■ Your instructions ■
Find "target: horizon" in the data, then restate the line it sits in and every later line word for word, ending with the last line.

■ Task input ■
━━━━━━━━━━━━━━━━━━━━

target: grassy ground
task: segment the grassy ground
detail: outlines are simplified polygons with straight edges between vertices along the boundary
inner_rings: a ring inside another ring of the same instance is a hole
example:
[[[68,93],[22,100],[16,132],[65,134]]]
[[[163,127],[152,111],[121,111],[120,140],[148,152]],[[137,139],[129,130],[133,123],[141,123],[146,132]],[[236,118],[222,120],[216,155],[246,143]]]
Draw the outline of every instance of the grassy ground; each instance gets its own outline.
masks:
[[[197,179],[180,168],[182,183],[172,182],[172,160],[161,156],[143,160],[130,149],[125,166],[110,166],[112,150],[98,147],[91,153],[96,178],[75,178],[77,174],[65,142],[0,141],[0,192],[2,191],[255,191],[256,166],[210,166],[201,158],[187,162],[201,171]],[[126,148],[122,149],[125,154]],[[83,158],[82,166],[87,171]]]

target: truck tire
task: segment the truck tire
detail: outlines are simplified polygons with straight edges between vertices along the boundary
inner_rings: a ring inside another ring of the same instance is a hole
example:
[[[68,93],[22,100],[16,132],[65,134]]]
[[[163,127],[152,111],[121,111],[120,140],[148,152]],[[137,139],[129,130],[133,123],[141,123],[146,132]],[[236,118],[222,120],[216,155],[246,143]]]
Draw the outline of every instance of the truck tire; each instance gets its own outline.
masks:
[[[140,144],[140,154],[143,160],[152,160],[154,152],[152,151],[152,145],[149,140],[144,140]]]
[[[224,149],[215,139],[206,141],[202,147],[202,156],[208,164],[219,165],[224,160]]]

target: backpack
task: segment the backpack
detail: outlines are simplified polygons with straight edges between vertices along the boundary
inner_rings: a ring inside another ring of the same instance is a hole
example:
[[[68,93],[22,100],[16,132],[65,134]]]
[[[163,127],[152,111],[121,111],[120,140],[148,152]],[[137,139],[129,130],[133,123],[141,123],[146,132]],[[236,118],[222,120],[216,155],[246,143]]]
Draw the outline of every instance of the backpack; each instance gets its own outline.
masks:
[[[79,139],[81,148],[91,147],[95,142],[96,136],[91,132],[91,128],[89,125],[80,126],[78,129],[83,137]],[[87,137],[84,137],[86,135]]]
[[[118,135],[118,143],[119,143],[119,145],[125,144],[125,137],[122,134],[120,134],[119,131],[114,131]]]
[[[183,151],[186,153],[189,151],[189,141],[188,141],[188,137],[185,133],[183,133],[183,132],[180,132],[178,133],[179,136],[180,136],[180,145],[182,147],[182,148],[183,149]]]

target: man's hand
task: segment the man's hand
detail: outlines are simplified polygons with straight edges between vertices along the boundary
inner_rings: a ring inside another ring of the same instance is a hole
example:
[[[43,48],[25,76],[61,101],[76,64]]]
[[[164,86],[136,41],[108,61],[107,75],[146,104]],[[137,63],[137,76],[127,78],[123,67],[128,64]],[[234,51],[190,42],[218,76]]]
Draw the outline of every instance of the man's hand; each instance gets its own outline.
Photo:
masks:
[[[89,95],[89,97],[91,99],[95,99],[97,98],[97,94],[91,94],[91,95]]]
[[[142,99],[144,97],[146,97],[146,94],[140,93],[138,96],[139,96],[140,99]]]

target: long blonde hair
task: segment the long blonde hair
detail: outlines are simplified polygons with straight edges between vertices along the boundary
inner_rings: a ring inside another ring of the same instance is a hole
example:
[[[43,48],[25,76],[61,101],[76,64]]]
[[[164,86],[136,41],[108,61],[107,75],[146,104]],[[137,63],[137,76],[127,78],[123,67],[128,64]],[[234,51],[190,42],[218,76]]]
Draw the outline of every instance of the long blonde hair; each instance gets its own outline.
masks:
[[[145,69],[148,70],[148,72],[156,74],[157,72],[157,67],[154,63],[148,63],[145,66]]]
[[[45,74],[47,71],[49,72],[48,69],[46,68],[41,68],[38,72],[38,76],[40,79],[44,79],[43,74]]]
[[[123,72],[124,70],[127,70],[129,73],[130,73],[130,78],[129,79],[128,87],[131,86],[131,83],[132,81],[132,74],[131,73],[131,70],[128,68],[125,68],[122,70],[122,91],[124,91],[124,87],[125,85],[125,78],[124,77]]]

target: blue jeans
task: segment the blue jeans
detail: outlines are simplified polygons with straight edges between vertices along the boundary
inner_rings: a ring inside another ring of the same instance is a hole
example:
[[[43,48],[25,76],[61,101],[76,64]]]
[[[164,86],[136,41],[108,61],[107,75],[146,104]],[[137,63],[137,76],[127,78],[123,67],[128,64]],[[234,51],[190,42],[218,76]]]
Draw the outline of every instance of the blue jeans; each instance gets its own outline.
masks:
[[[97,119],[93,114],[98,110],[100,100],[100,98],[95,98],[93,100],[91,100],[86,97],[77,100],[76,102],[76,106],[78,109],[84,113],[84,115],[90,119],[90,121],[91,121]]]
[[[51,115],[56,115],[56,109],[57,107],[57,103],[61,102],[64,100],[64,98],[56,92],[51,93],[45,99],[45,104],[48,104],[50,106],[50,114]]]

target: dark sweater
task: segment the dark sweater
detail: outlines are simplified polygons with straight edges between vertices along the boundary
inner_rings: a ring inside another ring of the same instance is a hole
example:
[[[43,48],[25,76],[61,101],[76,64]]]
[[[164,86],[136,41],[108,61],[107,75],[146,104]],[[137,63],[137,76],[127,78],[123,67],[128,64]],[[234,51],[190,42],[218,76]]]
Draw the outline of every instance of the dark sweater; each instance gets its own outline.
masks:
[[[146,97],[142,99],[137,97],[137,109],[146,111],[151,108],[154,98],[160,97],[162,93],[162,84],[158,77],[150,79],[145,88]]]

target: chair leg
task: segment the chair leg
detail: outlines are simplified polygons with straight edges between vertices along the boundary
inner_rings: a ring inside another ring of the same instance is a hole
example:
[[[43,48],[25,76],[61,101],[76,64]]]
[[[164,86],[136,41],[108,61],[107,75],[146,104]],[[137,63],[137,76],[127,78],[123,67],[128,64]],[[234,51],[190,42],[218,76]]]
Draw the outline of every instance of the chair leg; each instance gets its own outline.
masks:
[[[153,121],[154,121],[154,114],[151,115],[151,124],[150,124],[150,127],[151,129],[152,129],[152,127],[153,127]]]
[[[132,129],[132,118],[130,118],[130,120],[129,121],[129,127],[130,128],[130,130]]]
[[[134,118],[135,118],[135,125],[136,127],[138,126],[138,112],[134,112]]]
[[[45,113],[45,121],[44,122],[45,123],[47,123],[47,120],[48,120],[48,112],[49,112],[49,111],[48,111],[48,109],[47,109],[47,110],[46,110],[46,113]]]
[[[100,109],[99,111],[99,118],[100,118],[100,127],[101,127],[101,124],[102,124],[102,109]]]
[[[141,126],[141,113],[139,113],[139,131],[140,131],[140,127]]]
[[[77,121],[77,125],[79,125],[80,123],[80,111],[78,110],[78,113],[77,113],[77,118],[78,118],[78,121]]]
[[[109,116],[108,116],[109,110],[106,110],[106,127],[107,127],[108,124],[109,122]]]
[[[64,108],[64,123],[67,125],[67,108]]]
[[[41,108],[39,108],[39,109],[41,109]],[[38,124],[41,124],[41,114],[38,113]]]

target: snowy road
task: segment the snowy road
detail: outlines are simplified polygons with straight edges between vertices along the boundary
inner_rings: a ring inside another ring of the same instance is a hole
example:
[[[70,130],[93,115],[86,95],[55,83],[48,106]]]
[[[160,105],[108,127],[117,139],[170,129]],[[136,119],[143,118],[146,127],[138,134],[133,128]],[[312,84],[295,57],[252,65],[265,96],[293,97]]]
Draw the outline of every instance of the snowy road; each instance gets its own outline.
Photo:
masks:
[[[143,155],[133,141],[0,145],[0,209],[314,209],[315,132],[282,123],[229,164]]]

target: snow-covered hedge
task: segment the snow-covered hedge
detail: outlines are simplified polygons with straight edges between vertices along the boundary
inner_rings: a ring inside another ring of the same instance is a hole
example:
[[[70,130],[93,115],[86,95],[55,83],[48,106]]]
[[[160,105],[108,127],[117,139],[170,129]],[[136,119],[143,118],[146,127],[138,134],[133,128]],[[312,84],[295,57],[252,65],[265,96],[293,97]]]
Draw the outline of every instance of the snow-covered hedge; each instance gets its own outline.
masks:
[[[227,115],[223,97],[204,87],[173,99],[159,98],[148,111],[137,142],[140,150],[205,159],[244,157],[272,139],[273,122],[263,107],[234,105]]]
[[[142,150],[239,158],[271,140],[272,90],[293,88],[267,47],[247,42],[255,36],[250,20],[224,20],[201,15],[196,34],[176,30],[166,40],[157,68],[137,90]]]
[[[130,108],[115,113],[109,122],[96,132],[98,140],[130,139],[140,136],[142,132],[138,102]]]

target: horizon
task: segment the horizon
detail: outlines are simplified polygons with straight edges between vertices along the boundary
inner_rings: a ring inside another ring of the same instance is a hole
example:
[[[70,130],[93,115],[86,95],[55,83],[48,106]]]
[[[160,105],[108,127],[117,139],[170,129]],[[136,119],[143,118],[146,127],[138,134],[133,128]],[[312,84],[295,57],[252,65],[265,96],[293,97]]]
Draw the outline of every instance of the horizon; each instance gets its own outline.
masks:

━━━━━━━━━━━━━━━━━━━━

■ Exercise answer ■
target: horizon
task: segment the horizon
detail: outlines are simplified polygons with straight edges between vertices along the boundary
inner_rings: a ring inside another ring of the same instance is a hole
example:
[[[70,130],[93,115],[86,95],[55,83],[48,106]]]
[[[160,105],[108,127],[117,139],[170,129]],[[136,119],[143,118],[146,127],[138,134],[133,128]],[[312,84],[295,57],[252,65],[265,96],[293,97]]]
Draw the outline of every instance of the horizon; each instance gets its own outline.
masks:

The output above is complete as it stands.